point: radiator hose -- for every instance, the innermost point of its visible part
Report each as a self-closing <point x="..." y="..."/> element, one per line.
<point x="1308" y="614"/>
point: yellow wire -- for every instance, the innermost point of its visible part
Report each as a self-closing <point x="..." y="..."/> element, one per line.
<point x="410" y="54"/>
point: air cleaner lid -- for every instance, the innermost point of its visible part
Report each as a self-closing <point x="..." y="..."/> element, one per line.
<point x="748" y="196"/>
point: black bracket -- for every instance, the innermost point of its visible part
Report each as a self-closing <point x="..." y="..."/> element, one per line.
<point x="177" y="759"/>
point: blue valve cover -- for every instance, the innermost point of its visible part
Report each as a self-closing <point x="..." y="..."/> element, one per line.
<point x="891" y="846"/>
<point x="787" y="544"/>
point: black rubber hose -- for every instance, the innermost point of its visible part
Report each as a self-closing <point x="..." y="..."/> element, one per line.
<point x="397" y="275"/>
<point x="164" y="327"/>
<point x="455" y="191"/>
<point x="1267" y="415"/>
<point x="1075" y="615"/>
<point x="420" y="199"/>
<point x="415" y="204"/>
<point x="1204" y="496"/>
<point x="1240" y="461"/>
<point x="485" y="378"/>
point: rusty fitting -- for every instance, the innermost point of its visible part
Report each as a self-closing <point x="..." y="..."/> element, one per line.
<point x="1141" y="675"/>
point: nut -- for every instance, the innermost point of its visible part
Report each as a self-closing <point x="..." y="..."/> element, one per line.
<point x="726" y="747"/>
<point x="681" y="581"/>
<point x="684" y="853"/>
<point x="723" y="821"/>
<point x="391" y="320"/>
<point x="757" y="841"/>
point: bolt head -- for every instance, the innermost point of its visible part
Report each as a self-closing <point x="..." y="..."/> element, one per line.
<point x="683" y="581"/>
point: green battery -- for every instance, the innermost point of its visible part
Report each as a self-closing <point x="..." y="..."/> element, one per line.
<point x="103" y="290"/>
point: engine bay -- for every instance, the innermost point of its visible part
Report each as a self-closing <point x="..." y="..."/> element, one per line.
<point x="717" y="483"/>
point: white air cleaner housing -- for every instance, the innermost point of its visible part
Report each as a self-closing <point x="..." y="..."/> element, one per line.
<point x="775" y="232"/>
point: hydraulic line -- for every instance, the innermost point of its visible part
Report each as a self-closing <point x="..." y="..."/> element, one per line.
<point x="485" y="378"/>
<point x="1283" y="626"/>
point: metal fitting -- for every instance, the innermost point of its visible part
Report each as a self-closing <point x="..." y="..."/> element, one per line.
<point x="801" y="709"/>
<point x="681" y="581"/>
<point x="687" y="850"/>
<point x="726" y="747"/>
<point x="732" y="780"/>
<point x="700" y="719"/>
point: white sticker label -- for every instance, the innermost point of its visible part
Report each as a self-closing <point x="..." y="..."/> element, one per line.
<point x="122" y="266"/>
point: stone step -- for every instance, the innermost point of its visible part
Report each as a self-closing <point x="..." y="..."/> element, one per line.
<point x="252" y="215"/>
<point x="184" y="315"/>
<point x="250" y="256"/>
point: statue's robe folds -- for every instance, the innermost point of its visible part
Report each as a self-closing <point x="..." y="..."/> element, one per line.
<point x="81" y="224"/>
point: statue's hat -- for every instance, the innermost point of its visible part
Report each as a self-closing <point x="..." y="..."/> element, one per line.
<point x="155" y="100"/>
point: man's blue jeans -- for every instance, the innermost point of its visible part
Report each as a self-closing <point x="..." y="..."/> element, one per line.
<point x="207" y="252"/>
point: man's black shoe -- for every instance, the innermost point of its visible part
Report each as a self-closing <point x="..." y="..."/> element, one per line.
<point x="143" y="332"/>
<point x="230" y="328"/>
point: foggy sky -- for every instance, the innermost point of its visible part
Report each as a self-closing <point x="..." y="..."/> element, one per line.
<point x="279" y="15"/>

·····

**SHORT TASK**
The records above must be repeated exactly, every one of them.

**RESULT**
point: radiator hose -- for every instance, the innermost point of its visible part
Report each as a self-closing <point x="..." y="..."/> element, one per line.
<point x="1308" y="614"/>
point: yellow wire -- for every instance, the innermost point of its visible part
Report each as a self-closing <point x="..." y="..."/> element, one per line.
<point x="410" y="54"/>
point: air cleaner lid -- for every instance, the innermost point of its visible part
Report each as a self-closing <point x="..." y="..."/> element, one per line.
<point x="748" y="196"/>
point: black bracket -- for every instance, the innermost point of its visible part
Report each as a self-closing <point x="..." y="..."/> element, one per line.
<point x="177" y="759"/>
point: blue valve cover -- for every instance, the innermost point of its visible part
Report each as a self-closing <point x="..." y="..."/> element, one per line.
<point x="891" y="846"/>
<point x="787" y="544"/>
point: black rubber hose -- for every instance, the innermost point of its visible part
Report each as a self-closing <point x="..." y="..."/> element, one per line.
<point x="397" y="275"/>
<point x="164" y="327"/>
<point x="455" y="191"/>
<point x="1267" y="415"/>
<point x="1075" y="615"/>
<point x="420" y="199"/>
<point x="415" y="204"/>
<point x="1204" y="496"/>
<point x="1240" y="461"/>
<point x="485" y="378"/>
point: rusty fitting -- for every instance, the innermost point of its visible part
Report each as a self-closing <point x="..." y="..."/> element, one per line.
<point x="1141" y="675"/>
point: nut -- for every instance, the innermost point of its visible part
Report each as a self-closing <point x="..." y="..."/> element, one per line.
<point x="726" y="747"/>
<point x="681" y="581"/>
<point x="684" y="853"/>
<point x="723" y="821"/>
<point x="391" y="320"/>
<point x="757" y="841"/>
point: bolt head -- for every instance, the innermost point of its visible part
Report each as a self-closing <point x="..." y="..."/> element, one per line.
<point x="683" y="581"/>
point: green battery -- for every instance, the innermost point of its visible part
Report each as a self-closing <point x="..." y="..."/> element, one per line.
<point x="103" y="290"/>
point: engine bay -- for every instance, the innermost point of its visible part
Report each as a self-closing <point x="..." y="..."/> element, one per line.
<point x="717" y="483"/>
point: white air cleaner housing -- for every instance, the innermost point of its visible part
Report each as a self-closing <point x="..." y="..."/> element, one per line.
<point x="775" y="232"/>
point: hydraulic line -- for every instance, the innermost point of its visible part
Report each as a self-closing <point x="..." y="..."/> element, one per line.
<point x="485" y="378"/>
<point x="1283" y="626"/>
point: metal fitting -- for every instance, the innermost point of its visible part
Report each as a self-closing <point x="..." y="..."/> element, one per line.
<point x="801" y="709"/>
<point x="681" y="581"/>
<point x="687" y="850"/>
<point x="726" y="747"/>
<point x="732" y="780"/>
<point x="700" y="719"/>
point: white sticker label -- for every instance, the innermost point of its visible part
Report each as a self-closing <point x="..." y="..."/> element, one per line.
<point x="122" y="266"/>
point: stone step -- for every instance, the innermost point of its visible part
Report each as a self-closing <point x="..." y="..."/> element, one per line.
<point x="252" y="215"/>
<point x="184" y="315"/>
<point x="250" y="256"/>
point: statue's robe folds -- for every instance, the innermost point of its visible part
Report each as a self-closing <point x="..." y="..."/> element, one per line.
<point x="81" y="224"/>
point: statue's hat -- for every instance, the innermost point of its visible part
Report each as a self-closing <point x="..." y="..."/> element, one per line.
<point x="155" y="100"/>
point: man's blue jeans -- for every instance, the innermost point of its visible part
Report each as a self-closing <point x="..." y="..."/> element, one per line.
<point x="207" y="252"/>
point: man's black shoe -- for every instance, the innermost point of its visible part
Report each as a self-closing <point x="..." y="..."/> element, one per line.
<point x="143" y="332"/>
<point x="230" y="328"/>
point: foggy sky -- for every instance, the innermost point of its visible part
Report each as a self-closing <point x="..." y="..."/> element, one per line.
<point x="279" y="15"/>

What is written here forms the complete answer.